## Exercise
The required output consists solely of the lines from the line containing "Please mark every instance of the woman in" through the end of the records, copied exactly.

## Input

BEGIN

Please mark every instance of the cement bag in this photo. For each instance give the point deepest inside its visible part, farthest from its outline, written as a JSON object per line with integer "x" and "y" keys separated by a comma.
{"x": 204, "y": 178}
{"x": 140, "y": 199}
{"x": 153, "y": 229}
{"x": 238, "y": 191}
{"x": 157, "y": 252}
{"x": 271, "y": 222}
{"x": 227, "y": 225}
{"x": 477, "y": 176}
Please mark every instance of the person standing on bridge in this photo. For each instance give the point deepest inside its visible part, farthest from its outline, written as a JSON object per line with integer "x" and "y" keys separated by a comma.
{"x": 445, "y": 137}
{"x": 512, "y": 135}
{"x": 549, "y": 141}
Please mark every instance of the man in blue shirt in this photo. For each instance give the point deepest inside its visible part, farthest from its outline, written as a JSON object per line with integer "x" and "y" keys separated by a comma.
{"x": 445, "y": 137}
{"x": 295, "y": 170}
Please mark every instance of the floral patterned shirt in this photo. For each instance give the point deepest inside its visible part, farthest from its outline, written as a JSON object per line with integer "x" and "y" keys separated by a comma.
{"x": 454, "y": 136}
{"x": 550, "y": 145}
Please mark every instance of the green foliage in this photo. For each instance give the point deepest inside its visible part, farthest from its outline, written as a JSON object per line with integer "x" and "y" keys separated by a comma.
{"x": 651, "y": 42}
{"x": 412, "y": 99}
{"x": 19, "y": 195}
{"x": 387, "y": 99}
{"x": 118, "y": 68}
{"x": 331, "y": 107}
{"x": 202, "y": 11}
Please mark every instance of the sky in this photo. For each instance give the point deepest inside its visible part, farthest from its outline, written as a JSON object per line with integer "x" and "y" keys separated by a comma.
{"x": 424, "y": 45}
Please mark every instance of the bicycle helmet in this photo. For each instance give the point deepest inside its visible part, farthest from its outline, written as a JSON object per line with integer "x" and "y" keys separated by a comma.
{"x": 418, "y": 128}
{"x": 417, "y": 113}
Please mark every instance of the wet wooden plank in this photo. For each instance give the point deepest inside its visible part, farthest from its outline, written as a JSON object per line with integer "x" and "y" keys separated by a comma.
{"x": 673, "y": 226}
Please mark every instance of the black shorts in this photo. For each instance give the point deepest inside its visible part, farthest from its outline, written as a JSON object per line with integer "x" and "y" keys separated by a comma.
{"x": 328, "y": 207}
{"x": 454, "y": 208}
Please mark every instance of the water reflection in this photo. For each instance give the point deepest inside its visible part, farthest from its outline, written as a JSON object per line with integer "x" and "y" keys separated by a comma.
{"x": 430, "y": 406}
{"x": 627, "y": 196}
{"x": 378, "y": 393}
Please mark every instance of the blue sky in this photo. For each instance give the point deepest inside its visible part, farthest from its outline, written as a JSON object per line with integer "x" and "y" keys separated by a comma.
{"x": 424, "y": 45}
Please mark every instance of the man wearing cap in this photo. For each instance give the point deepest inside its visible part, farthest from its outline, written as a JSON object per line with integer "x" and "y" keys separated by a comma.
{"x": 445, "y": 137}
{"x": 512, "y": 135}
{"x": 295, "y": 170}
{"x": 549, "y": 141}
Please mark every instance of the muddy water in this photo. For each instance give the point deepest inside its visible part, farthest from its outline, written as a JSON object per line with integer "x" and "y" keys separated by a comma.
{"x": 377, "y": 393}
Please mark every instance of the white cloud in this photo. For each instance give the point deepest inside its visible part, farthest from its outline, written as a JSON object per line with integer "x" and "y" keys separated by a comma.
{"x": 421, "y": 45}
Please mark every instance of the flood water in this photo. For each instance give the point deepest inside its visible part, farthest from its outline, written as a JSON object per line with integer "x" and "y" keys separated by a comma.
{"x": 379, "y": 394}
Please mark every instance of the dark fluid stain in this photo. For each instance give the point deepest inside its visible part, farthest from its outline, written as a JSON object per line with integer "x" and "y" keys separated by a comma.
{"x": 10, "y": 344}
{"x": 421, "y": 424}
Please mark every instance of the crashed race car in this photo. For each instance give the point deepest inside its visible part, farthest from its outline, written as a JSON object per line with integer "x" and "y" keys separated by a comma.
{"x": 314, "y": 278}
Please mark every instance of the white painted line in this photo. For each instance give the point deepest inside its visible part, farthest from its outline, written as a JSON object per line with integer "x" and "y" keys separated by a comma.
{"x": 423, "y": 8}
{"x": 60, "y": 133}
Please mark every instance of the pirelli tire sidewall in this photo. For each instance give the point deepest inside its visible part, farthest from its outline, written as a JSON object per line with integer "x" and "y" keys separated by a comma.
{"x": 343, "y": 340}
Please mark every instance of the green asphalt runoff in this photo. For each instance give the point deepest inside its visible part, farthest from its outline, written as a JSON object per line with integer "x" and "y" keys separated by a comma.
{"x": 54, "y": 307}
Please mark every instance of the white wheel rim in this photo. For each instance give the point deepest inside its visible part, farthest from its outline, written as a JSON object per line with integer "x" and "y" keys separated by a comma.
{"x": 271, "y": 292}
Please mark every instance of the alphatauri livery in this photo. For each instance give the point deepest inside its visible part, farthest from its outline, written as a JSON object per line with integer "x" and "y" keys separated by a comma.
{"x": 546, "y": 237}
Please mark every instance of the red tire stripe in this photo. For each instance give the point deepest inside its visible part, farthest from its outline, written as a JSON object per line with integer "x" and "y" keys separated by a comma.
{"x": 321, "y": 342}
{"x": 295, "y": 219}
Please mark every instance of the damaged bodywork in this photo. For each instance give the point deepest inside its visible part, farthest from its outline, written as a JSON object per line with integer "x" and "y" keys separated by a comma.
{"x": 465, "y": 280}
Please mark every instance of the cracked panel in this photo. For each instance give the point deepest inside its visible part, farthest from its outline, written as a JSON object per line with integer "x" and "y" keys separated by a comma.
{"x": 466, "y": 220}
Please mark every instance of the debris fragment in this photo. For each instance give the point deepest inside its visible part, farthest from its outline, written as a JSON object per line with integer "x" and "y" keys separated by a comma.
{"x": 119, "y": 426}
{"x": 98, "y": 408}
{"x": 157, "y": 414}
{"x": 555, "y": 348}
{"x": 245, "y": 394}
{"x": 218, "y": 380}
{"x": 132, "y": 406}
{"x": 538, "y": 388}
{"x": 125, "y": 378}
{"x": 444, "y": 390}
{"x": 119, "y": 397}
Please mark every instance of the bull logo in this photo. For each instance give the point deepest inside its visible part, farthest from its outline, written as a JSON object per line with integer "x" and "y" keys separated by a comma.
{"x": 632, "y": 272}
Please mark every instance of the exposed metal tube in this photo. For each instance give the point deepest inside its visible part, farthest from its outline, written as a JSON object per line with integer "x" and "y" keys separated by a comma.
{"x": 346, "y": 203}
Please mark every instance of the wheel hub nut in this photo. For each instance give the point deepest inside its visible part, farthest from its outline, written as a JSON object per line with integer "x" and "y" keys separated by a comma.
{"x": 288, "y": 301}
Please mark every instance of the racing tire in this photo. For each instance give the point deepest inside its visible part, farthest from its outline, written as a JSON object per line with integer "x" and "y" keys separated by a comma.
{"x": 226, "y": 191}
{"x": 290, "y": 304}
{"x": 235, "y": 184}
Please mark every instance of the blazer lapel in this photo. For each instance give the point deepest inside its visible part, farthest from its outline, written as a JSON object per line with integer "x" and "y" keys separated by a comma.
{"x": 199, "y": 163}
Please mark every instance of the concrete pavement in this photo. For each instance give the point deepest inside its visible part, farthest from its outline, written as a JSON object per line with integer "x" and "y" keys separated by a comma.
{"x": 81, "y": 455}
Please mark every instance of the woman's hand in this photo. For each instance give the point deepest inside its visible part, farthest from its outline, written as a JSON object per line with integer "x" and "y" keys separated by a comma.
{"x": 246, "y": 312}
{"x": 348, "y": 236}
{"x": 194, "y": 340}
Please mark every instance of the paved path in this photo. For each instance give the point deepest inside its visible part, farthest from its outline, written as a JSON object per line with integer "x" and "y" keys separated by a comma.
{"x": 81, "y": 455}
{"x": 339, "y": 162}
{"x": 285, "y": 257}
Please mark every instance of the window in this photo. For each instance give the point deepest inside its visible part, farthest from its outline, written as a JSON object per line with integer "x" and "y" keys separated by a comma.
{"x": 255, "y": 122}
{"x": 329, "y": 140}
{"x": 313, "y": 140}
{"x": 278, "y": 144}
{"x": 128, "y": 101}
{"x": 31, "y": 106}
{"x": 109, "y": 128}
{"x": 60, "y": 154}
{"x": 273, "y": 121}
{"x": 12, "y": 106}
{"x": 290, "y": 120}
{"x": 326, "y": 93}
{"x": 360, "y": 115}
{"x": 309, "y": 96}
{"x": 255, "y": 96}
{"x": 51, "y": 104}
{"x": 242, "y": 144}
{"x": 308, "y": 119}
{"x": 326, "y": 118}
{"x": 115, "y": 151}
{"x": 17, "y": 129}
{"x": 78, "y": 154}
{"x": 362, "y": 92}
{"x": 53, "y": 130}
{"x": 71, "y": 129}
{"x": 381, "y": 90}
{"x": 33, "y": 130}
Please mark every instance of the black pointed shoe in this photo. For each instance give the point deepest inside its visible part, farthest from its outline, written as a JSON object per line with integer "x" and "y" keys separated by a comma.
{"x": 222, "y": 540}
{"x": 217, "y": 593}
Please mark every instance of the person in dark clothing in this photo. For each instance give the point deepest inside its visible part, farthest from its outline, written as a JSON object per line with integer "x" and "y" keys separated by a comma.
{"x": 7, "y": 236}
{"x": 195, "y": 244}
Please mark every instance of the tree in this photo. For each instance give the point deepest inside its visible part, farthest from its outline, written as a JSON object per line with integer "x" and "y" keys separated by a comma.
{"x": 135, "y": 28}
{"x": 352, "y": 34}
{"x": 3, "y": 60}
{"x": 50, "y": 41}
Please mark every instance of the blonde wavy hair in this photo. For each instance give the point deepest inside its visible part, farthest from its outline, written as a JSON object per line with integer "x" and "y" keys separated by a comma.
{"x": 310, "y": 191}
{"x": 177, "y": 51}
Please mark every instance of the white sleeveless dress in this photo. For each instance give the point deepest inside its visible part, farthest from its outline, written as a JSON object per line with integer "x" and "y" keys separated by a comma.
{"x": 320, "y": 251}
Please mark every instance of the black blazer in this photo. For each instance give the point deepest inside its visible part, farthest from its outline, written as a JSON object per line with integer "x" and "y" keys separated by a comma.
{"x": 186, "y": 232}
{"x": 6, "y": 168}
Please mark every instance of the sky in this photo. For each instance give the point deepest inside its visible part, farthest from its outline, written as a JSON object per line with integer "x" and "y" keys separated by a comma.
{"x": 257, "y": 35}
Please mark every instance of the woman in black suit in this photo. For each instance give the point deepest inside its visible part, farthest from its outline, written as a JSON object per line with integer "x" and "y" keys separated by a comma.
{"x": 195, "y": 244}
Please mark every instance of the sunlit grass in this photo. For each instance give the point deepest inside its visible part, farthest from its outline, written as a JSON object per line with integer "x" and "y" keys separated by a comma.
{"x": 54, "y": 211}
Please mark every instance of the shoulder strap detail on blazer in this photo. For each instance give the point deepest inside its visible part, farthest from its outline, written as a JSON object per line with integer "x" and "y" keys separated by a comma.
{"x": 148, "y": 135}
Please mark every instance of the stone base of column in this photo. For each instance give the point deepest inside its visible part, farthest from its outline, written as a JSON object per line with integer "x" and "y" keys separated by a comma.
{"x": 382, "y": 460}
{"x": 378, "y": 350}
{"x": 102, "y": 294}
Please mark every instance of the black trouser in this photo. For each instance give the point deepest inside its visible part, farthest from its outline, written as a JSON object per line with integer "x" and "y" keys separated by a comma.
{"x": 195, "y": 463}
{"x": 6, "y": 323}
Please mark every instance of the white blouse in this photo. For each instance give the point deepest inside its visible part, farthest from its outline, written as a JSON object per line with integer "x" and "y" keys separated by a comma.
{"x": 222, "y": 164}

END

## Exercise output
Please mark every instance of the woman in black suit in this photo. For each instance give the point deepest inside its visible part, farthest from its outline, written as a JSON object per line with integer "x" and "y" keys separated by a comma.
{"x": 195, "y": 244}
Please mark every instance of the sunlit grass in this photo. For each instance give the point deepest inside its visible part, farthest from its outline, written as a JSON object per line with integer "x" and "y" keys separated by a comma.
{"x": 54, "y": 211}
Please mark every instance of the shoulder strap detail on blazer in this photo. For each instance give the point deepest inside its visible part, farthest from its outline, written as a JSON object per line with integer "x" and "y" keys separated by a comma.
{"x": 148, "y": 135}
Please mark every instance of the stone base of column in this photo. For each instance give the point deepest inside its visible part, farthest from its outline, written as a JSON object per line with integer "x" and "y" keys separated by a comma.
{"x": 382, "y": 460}
{"x": 378, "y": 350}
{"x": 102, "y": 294}
Please mark every instance of the black trouser in this photo. For each instance give the point deepest inside its visible part, farthest from its outline, written as a JSON object per line with integer "x" and "y" keys separated by a comma.
{"x": 195, "y": 463}
{"x": 6, "y": 323}
Please mark every instance of the white blouse in this photo. For each instance give the point deepest inside its visible part, farthest from its outline, written as a JSON object per line with integer "x" and "y" keys separated by a comma.
{"x": 222, "y": 164}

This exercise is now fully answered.